▶ [Object pointing dataset rows]:
::::

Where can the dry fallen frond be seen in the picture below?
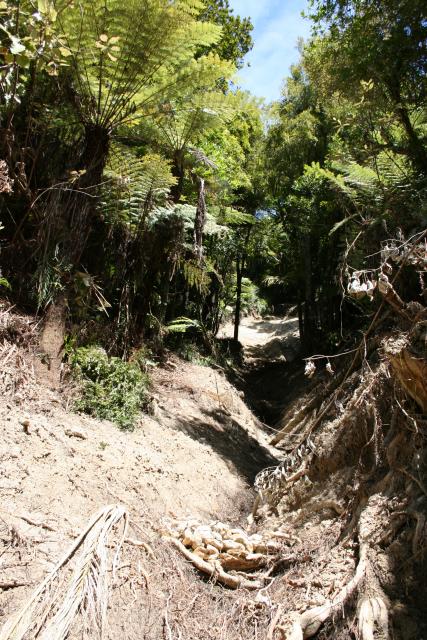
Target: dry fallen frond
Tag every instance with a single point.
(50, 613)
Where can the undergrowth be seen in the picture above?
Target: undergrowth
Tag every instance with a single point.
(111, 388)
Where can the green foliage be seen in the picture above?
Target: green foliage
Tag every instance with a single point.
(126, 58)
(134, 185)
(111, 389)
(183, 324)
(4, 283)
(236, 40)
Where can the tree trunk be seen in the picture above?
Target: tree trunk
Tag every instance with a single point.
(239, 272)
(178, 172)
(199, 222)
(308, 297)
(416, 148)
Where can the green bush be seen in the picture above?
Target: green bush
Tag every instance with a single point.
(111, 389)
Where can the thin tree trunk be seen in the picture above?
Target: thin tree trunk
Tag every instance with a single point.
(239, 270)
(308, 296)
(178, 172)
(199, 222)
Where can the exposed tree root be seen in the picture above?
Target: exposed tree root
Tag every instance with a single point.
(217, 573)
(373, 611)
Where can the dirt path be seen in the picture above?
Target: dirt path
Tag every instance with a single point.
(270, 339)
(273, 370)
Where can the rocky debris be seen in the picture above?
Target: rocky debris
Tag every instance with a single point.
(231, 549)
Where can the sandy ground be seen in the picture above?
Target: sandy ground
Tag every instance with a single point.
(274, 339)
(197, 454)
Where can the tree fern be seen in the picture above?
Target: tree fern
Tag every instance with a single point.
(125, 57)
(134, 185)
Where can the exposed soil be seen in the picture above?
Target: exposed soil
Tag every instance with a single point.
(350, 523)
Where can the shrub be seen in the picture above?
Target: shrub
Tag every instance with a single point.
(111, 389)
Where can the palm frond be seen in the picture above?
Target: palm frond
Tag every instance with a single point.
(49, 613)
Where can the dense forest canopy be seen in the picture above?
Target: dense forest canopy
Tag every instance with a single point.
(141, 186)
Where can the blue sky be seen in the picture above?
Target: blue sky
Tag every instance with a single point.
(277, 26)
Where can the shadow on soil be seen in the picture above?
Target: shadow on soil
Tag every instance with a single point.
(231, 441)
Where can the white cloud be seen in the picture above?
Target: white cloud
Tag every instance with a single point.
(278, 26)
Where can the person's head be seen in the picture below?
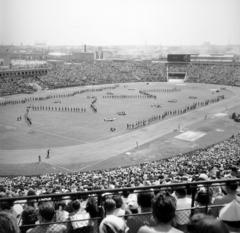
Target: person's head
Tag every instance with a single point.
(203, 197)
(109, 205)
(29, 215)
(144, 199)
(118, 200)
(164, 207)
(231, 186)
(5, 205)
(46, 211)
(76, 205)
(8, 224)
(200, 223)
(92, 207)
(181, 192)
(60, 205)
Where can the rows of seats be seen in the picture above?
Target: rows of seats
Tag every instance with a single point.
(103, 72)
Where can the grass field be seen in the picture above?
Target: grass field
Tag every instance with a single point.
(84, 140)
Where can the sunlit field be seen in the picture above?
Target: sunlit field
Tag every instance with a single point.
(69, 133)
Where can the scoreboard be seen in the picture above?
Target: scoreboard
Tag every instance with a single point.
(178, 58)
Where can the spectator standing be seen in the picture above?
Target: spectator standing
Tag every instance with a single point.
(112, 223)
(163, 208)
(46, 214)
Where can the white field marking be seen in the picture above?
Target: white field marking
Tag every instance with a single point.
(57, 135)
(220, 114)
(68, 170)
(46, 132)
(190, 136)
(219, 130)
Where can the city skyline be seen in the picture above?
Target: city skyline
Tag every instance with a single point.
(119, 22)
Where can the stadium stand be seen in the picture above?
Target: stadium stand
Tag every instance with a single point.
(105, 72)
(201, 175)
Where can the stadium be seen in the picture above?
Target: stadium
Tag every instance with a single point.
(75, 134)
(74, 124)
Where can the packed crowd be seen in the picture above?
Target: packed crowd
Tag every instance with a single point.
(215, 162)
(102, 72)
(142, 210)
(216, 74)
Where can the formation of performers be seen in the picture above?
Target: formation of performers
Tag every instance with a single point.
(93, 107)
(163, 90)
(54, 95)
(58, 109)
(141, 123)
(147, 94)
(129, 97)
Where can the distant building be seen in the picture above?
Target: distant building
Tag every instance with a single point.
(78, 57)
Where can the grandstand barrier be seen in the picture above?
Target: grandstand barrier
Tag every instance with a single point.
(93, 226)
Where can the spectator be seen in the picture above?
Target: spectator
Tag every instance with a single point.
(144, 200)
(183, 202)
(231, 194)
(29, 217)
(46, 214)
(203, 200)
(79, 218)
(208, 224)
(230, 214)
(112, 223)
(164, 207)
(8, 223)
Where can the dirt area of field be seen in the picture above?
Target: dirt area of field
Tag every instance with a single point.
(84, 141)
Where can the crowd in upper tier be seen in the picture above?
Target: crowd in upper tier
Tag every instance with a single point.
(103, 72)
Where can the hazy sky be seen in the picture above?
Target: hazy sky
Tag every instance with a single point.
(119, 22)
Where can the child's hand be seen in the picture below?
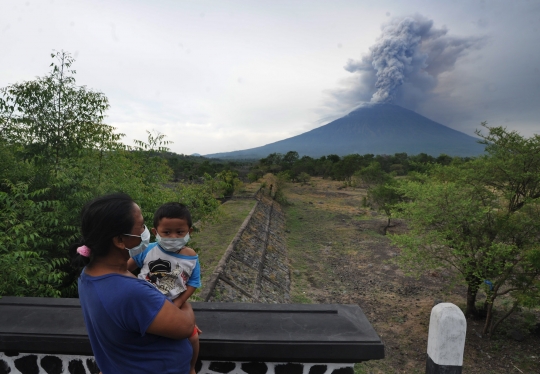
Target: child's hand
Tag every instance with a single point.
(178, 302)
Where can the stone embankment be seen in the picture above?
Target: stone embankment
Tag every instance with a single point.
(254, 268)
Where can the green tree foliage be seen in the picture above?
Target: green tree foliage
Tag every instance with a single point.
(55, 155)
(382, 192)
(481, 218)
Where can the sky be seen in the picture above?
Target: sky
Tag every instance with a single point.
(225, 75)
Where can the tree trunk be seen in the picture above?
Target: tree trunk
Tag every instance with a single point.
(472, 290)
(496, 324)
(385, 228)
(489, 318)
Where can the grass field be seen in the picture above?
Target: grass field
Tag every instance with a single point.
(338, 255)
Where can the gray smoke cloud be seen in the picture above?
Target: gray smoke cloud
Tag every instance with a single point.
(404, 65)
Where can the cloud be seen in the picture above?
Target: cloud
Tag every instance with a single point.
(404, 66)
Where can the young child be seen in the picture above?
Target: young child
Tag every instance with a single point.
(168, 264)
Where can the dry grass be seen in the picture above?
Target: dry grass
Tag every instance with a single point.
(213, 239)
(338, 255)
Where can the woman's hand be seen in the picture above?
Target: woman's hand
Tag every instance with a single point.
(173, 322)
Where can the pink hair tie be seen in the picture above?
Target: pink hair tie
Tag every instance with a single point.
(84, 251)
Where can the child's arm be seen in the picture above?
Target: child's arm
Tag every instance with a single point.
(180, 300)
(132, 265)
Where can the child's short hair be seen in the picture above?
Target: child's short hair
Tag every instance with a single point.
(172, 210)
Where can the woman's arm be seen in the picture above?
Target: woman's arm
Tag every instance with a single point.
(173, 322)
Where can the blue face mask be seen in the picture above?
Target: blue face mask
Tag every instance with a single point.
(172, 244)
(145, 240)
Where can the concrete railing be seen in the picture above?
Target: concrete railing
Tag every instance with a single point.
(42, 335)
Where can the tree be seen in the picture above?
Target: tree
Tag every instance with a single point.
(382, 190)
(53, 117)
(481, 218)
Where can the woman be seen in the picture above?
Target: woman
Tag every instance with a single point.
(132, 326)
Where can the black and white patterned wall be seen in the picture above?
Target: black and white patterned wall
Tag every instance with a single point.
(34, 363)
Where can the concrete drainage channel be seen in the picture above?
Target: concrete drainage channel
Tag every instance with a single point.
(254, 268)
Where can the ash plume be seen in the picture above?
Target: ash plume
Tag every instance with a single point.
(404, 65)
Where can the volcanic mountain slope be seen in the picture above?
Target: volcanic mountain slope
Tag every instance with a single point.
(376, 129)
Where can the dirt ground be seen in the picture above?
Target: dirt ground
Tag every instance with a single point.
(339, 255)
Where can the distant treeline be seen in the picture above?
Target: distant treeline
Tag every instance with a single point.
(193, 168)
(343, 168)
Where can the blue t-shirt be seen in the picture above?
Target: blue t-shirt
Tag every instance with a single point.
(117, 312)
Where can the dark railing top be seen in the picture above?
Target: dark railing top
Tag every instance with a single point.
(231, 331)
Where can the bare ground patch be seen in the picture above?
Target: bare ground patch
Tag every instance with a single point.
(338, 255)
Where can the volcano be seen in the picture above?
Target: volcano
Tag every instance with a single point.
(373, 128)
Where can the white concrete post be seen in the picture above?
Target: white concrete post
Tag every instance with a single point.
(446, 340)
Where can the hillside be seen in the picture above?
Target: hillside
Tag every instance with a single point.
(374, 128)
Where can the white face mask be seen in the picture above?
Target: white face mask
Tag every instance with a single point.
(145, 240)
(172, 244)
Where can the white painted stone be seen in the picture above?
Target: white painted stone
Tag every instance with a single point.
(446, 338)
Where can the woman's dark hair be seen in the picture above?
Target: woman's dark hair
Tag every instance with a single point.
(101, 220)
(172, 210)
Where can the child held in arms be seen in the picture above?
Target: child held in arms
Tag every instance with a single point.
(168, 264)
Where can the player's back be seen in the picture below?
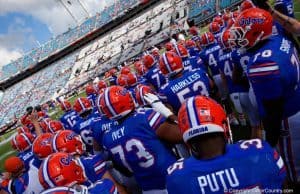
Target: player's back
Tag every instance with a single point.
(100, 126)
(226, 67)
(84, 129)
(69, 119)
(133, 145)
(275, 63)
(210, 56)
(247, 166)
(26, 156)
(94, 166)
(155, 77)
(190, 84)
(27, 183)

::::

▶ [What to do]:
Express the material above, starting with the line containing "Where can the player's" and going on through the end of the material, as a two-column CSV with columns named request and points: one row per request, each value in a single quoted field with line breaks turned into spaces. Can you leave out the pictures?

▶ [Solved exercise]:
request,points
"Where can the player's back be seen in the picture below? Target: player's back Tag every instance with a single point.","(100, 126) (226, 67) (84, 129) (69, 119) (133, 145) (275, 63) (210, 56) (247, 166) (26, 156) (94, 166) (155, 77) (190, 84) (27, 183)"